▶ [Excerpt to read]
--*--
Endovenous laser coagulation: asymmetrical heat transfer and coagulation (modeling in blood plasma)

Abstract

The objective of this study was to describe the dynamics of blood plasma heating and coagulation processes carried out by continuous laser radiation with wavelengths 1.55 and 1.94 μm through bare-tip fibers and fibers with radial output (radial fibers) used for endovenous laser coagulation (EVLC). The study was performed in previously thawed frozen donor blood plasma using high-speed shooting of the heating process through the shadow optical method. It has been shown that in the case of highly water-absorbed laser radiations, convection, explosive, and small-bubble boiling play a major role in the process of heat transfer and coagulation. It has been shown that in the case of radiation with wavelength λ = 1.94 μm, effective heat transfer begins at significantly lower levels of power compared to radiations with λ = 1.55 μm. It has been established that heat transfer is sharply asymmetrical and is directed mainly upwards and forwards (bare-tip fiber) or upwards (radial fibers). For a wavelength of 1.94 μm, the effect of self-cleaning of the fiber surface from coagulated plasma fragments was found. Except for short-term acts of explosive boiling, the heat transfer is asymmetrical and directed mainly upwards. This effect should lead to uneven heating and thermal damage to the vein wall with the maximum at its upper part. For EVLC, the use of radiation with a wavelength of 1.94 μm is more efficient and safer.
--*--
▶ [Dataset entries]
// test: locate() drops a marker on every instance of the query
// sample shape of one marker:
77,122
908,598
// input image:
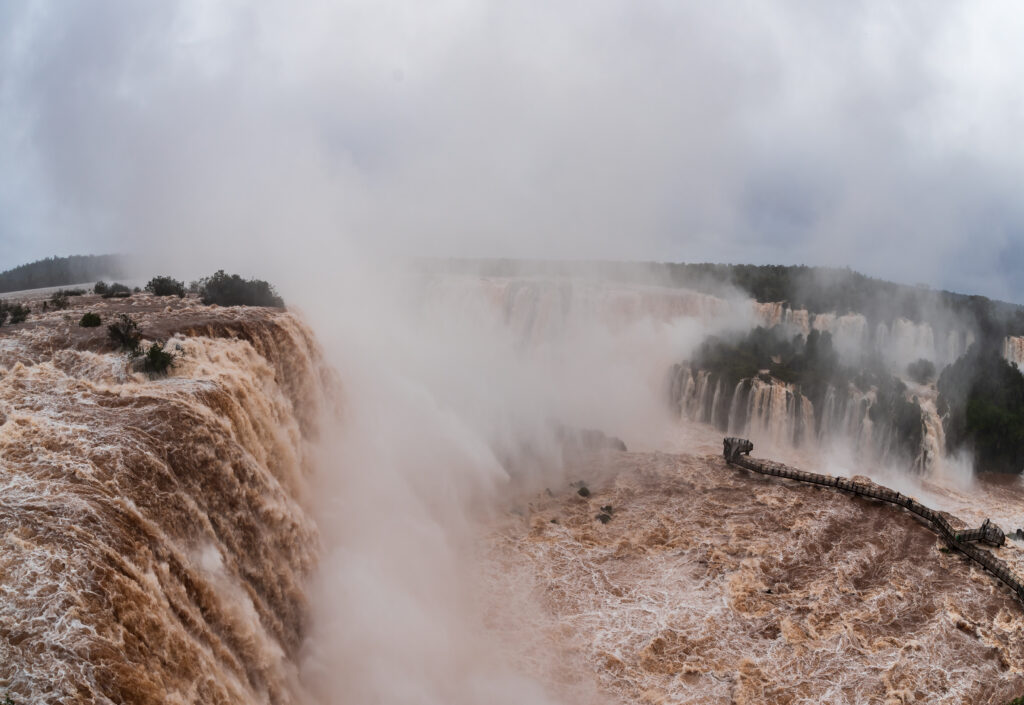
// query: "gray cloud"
880,136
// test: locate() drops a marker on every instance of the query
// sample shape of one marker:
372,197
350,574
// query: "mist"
323,150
--*--
▶ [What to work on]
• a. From the abstract on endovenous laser coagulation, list the processes it says play a major role in heat transfer and coagulation with highly water-absorbed laser radiation.
• b. In the abstract on endovenous laser coagulation, what material was the study performed in?
• c. Decide whether each statement agrees with the abstract on endovenous laser coagulation. Answer yes or no for each, and quote the deciding words.
(i) With radial fibers, heat transfer is directed mainly upwards.
(ii) Effective heat transfer begins at lower power levels with the 1.55 μm wavelength than with the 1.94 μm wavelength.
(iii) The heating process was recorded with high-speed shooting using the shadow optical method.

▶ [Responses by item number]
• a.
Convection
Explosive boiling
Small-bubble boiling

• b. Previously thawed frozen donor blood plasma.

• c.
(i) Yes: "directed mainly upwards and forwards (bare-tip fiber) or upwards (radial fibers)"
(ii) No: "in the case of radiation with wavelength λ = 1.94 μm, effective heat transfer begins at significantly lower levels of power compared to radiations with λ = 1.55 μm"
(iii) Yes: "using high-speed shooting of the heating process through the shadow optical method"